** Study text **
Segment Open

Most people never get a chance to save someone’s life. Richard Hale has had several.
He received a lifesaving award in 2008 while he was working as a firefighter for the city of White Settlement. As a paramedic and police officer, he has given CPR numerous times, pulled people out of major car wrecks and burning houses.
But this summer, he got to save the life of a 5-year-old girl he’s never met. And that trumps all the others – by far.
Hale, a Decatur police officer who serves as school resource officer at Decatur High School, donated bone marrow June 2 for a young girl suffering from leukemia. He’s never met her – he doesn’t even know where she lives – and the donation was pretty painful for a few days.
But he’s never felt better about a save.
“All that seemed like a job,” he said. “But doing this, donating bone marrow, is more rewarding than that ever was. God has put it in my hands. It’s hard to explain.”
The story began in 1993, when Hale’s boss at the time had a daughter who needed bone marrow. Hale and most of his co-workers got their throats swabbed for a DNA test, and went on the national bone marrow donor registry.

Segment Closed

** Data provided **
Segment Open

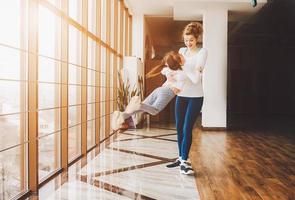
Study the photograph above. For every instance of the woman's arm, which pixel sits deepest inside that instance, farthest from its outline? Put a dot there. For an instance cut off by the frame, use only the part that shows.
(195, 74)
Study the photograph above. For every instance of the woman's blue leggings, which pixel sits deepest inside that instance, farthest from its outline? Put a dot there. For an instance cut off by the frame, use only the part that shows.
(187, 110)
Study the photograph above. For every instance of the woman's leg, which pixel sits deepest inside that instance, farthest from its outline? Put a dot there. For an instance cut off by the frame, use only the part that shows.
(192, 111)
(180, 108)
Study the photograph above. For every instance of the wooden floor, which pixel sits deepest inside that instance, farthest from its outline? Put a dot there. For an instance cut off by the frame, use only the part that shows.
(240, 165)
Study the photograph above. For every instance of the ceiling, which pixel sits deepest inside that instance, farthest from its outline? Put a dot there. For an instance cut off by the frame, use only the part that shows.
(192, 9)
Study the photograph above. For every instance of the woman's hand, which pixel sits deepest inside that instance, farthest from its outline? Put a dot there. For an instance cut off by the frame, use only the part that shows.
(175, 90)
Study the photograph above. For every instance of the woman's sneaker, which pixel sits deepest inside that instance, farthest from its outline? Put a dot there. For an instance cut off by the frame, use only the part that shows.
(117, 120)
(133, 105)
(186, 168)
(176, 163)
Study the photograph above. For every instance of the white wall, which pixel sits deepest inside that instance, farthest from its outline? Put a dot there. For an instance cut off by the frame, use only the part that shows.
(138, 35)
(215, 76)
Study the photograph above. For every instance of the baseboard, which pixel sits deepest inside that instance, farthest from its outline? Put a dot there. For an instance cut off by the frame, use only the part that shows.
(213, 128)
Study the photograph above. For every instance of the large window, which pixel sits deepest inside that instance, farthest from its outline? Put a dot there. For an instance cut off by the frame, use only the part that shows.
(13, 97)
(58, 83)
(49, 84)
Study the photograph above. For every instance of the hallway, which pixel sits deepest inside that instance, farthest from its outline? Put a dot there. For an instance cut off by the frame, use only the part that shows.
(228, 164)
(131, 167)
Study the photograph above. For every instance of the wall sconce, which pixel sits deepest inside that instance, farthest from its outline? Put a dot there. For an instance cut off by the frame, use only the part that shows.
(254, 3)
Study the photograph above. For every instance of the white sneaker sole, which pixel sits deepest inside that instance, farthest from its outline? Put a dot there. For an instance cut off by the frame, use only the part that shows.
(187, 173)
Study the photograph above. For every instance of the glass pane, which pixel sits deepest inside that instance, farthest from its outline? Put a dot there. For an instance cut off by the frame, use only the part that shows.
(90, 111)
(74, 142)
(90, 134)
(91, 94)
(75, 10)
(74, 95)
(103, 79)
(14, 30)
(13, 64)
(120, 31)
(56, 3)
(74, 115)
(49, 33)
(75, 37)
(49, 121)
(102, 109)
(49, 70)
(10, 96)
(12, 174)
(102, 128)
(91, 77)
(103, 20)
(49, 155)
(102, 94)
(12, 130)
(103, 59)
(49, 95)
(92, 16)
(91, 53)
(75, 74)
(113, 22)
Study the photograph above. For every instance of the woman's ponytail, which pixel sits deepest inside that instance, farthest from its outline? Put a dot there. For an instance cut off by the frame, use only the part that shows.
(156, 70)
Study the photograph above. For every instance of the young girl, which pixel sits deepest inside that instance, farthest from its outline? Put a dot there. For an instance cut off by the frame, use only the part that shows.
(171, 67)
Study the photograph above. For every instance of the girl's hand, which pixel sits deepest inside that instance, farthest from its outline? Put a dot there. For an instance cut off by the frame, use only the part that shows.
(171, 77)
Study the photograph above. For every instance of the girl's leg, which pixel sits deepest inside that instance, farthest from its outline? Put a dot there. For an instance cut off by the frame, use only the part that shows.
(192, 111)
(180, 108)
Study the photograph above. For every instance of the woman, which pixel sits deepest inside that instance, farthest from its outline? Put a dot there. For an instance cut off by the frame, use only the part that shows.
(171, 66)
(189, 100)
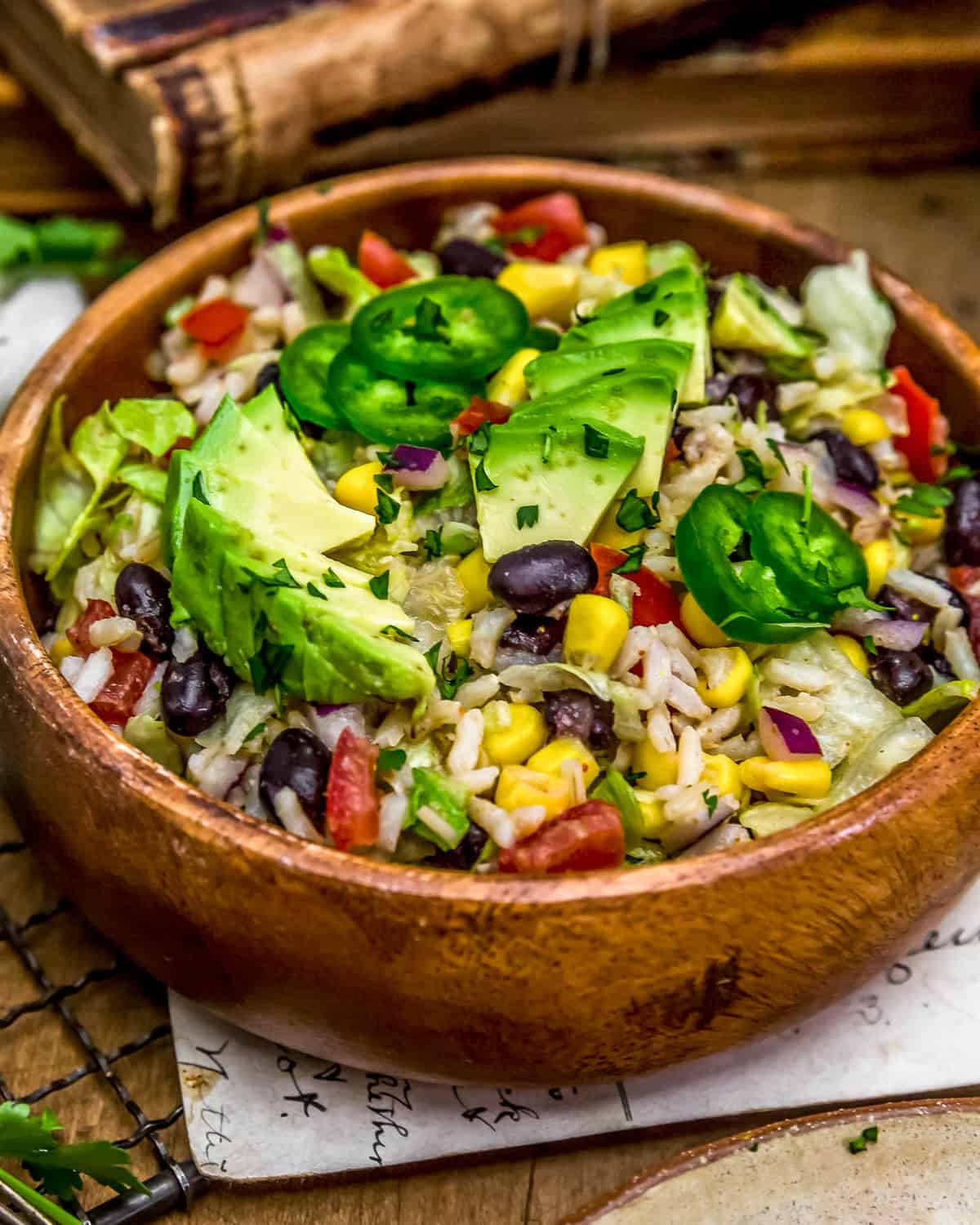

Segment Closed

** What you need to do **
1) Reproduce verbatim the part of the article about Richard Hale that opens with the words containing "Most people never" and closes with "about a save.".
2) According to the article about Richard Hale, how did Hale come to be on the national bone marrow donor registry? Answer in one to three sentences.

** Results by task **
1)
Most people never get a chance to save someone’s life. Richard Hale has had several.
He received a lifesaving award in 2008 while he was working as a firefighter for the city of White Settlement. As a paramedic and police officer, he has given CPR numerous times, pulled people out of major car wrecks and burning houses.
But this summer, he got to save the life of a 5-year-old girl he’s never met. And that trumps all the others – by far.
Hale, a Decatur police officer who serves as school resource officer at Decatur High School, donated bone marrow June 2 for a young girl suffering from leukemia. He’s never met her – he doesn’t even know where she lives – and the donation was pretty painful for a few days.
But he’s never felt better about a save.

2) In 1993, Hale's boss at the time had a daughter who needed bone marrow. Hale and most of his co-workers got their throats swabbed for a DNA test and went on the national bone marrow donor registry.